--- Provided data ---

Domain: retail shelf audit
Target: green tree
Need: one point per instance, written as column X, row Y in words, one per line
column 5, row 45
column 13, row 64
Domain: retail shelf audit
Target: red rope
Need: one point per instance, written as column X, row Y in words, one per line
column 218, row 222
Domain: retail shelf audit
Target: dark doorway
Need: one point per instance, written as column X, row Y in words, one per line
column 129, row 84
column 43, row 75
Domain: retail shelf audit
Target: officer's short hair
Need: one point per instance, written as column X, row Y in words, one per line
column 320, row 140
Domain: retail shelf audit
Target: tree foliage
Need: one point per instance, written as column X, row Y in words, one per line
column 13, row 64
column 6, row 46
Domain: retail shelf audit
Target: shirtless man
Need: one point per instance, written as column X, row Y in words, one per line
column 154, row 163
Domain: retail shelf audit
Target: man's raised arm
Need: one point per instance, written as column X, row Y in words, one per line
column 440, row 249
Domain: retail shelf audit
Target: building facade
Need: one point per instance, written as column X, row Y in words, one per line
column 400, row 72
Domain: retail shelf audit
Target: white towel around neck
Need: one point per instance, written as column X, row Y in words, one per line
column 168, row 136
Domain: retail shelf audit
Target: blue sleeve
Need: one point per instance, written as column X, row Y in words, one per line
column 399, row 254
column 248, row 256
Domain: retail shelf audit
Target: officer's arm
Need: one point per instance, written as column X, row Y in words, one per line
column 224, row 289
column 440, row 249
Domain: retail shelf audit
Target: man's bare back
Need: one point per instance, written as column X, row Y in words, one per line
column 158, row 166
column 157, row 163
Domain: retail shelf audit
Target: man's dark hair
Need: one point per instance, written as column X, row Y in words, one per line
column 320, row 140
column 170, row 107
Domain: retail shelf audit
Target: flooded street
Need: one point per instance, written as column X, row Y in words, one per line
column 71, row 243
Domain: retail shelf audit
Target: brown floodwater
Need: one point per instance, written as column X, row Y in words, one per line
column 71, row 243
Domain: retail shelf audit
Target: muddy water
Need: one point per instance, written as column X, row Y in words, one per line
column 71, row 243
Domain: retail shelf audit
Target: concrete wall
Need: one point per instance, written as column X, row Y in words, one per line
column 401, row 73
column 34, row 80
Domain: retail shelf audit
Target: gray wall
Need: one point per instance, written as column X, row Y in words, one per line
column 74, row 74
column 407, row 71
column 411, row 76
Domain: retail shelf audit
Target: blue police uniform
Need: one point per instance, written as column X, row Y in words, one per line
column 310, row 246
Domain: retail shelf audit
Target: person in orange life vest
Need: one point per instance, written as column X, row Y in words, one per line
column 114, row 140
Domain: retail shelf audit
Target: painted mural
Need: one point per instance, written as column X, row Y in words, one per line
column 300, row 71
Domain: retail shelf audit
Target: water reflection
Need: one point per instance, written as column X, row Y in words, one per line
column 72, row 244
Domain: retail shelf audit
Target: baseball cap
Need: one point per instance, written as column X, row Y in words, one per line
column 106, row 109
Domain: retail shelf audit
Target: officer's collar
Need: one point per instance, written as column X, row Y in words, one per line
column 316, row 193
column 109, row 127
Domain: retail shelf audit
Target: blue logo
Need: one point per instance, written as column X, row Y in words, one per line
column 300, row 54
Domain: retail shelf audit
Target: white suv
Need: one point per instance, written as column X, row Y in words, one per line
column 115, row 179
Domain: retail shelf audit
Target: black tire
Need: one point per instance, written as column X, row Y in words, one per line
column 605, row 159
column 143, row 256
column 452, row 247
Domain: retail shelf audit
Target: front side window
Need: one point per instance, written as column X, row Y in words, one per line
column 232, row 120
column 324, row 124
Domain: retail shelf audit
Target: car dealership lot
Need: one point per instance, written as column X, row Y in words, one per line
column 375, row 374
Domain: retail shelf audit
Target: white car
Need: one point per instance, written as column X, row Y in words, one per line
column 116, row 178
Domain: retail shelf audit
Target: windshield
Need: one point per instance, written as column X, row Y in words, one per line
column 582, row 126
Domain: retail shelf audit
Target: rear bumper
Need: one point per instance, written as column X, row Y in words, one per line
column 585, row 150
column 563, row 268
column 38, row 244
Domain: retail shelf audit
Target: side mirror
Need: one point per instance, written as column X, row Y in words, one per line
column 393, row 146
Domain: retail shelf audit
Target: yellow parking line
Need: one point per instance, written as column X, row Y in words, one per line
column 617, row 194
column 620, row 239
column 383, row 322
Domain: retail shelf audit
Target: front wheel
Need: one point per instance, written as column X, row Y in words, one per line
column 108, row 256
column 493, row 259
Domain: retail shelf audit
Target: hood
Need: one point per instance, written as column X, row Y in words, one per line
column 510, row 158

---

**Short task**
Copy out all of the material above word for word, keeping every line in its original order.

**Problem solution**
Domain: retail shelf audit
Target: green tree
Need: one point per instance, written as column X, row Y in words, one per line
column 5, row 45
column 13, row 64
Domain: retail shelf audit
Target: red rope
Need: one point per instance, written as column X, row Y in words, one per line
column 218, row 222
Domain: retail shelf audit
Target: dark doorway
Need: one point per instance, written as column X, row Y in words, one per line
column 129, row 84
column 43, row 75
Domain: retail shelf audit
Target: officer's short hair
Need: one point per instance, written as column X, row Y in words, one per line
column 320, row 140
Domain: retail shelf audit
Target: tree foliage
Need: one point per instance, written as column X, row Y in words, one per line
column 13, row 64
column 6, row 46
Domain: retail shelf audit
Target: shirtless man
Need: one point per instance, written as column X, row Y in words, one per line
column 154, row 163
Domain: retail shelf audit
Target: man's raised arm
Need: one point per instance, written as column X, row Y in words, one per line
column 440, row 249
Domain: retail shelf audit
Target: building facade
Need: one point per instance, written as column X, row Y in words, one per line
column 400, row 72
Domain: retail shelf audit
Target: white towel around neck
Need: one point per instance, written as column X, row Y in words, one per line
column 168, row 136
Domain: retail shelf audit
Target: blue sleeve
Need: one point per instance, written as column X, row Y in words, one per line
column 399, row 254
column 248, row 256
Domain: retail shelf audit
Target: officer's arm
Need: one point per instance, written as column X, row Y in words, one per line
column 224, row 289
column 440, row 249
Domain: retail shelf audit
Target: man's bare back
Need: one point per instance, written as column X, row Y in words, one per line
column 158, row 166
column 157, row 163
Domain: retail shelf audit
Target: man's dark hair
Need: one point per instance, written as column X, row Y in words, one per line
column 320, row 140
column 170, row 107
Domain: retail shelf audit
Target: flooded street
Need: one point per instance, written as column X, row Y in words, one per line
column 71, row 243
Domain: retail shelf audit
Target: brown floodwater
Need: one point per instance, written as column X, row Y in words, one per line
column 71, row 243
Domain: retail shelf audit
Target: muddy water
Need: one point per instance, written as column X, row Y in words, one per line
column 71, row 243
Domain: retail shelf audit
Target: concrete wall
Need: one point per instance, written as column X, row Y in words, one per line
column 401, row 73
column 34, row 80
Domain: retail shelf audit
Target: gray wall
Need: one point per instance, written as column X, row Y in words, one per line
column 74, row 74
column 407, row 71
column 411, row 76
Domain: retail shelf audit
Target: blue police uniform
Need: one point per instance, written as column X, row Y in words, one per line
column 310, row 246
Domain: retail shelf audit
Target: person in orange life vest
Need: one point per instance, written as column X, row Y in words, one per line
column 114, row 140
Domain: retail shelf audit
Target: painted mural
Need: one point per instance, written as column X, row Y in words, one per line
column 300, row 71
Domain: retail shelf audit
Target: water reflection
Need: one point per instance, written as column X, row Y in words, one per line
column 72, row 244
Domain: retail shelf audit
Target: baseball cap
Need: one point per instance, written as column X, row Y in words, one per line
column 106, row 109
Domain: retail shelf audit
Target: officer's collar
Need: one point per instance, written as column X, row Y in words, one per line
column 316, row 193
column 109, row 127
Domain: retail shelf audit
Target: blue logo
Need: one point per instance, written as column X, row Y in words, one per line
column 300, row 54
Domain: retail shelf audit
Target: white suv
Need: one point per instance, written as column X, row Y in words, one per line
column 115, row 179
Domain: retail shelf audit
Target: black tire
Need: one point per instance, written as column X, row Y in words, one per line
column 605, row 159
column 143, row 256
column 452, row 247
Domain: retail shelf audit
Target: front side window
Need: one point per instance, written as column X, row Y in words, one per line
column 232, row 120
column 324, row 124
Domain: retail shelf audit
Target: car dealership lot
Need: one point per instance, written as column X, row Y in words, one per line
column 375, row 374
Domain: retail shelf audit
Target: white car
Need: one point per instance, written as column X, row Y in words, one per line
column 116, row 178
Domain: retail shelf audit
Target: windshield
Need: one point per instance, written as column X, row Y in words, one per line
column 582, row 126
Domain: retail shelf audit
Target: rear bumper
Need: one point per instance, written as column X, row Y in words, one per line
column 585, row 150
column 563, row 268
column 38, row 244
Domain: retail shelf audit
Target: side mirror
Need: one point per instance, written as column X, row Y in words, one per line
column 393, row 146
Domain: retail shelf audit
Target: yellow parking line
Need: one point per instance, written as column X, row Y in words, one per line
column 617, row 194
column 620, row 239
column 383, row 322
Domain: retail shelf audit
Target: front wheel
Need: one point per instance, written as column X, row Y in words, one per line
column 108, row 256
column 493, row 259
Domain: retail shelf audit
Target: hood
Need: one point per instance, written as column X, row Y in words, one per line
column 510, row 158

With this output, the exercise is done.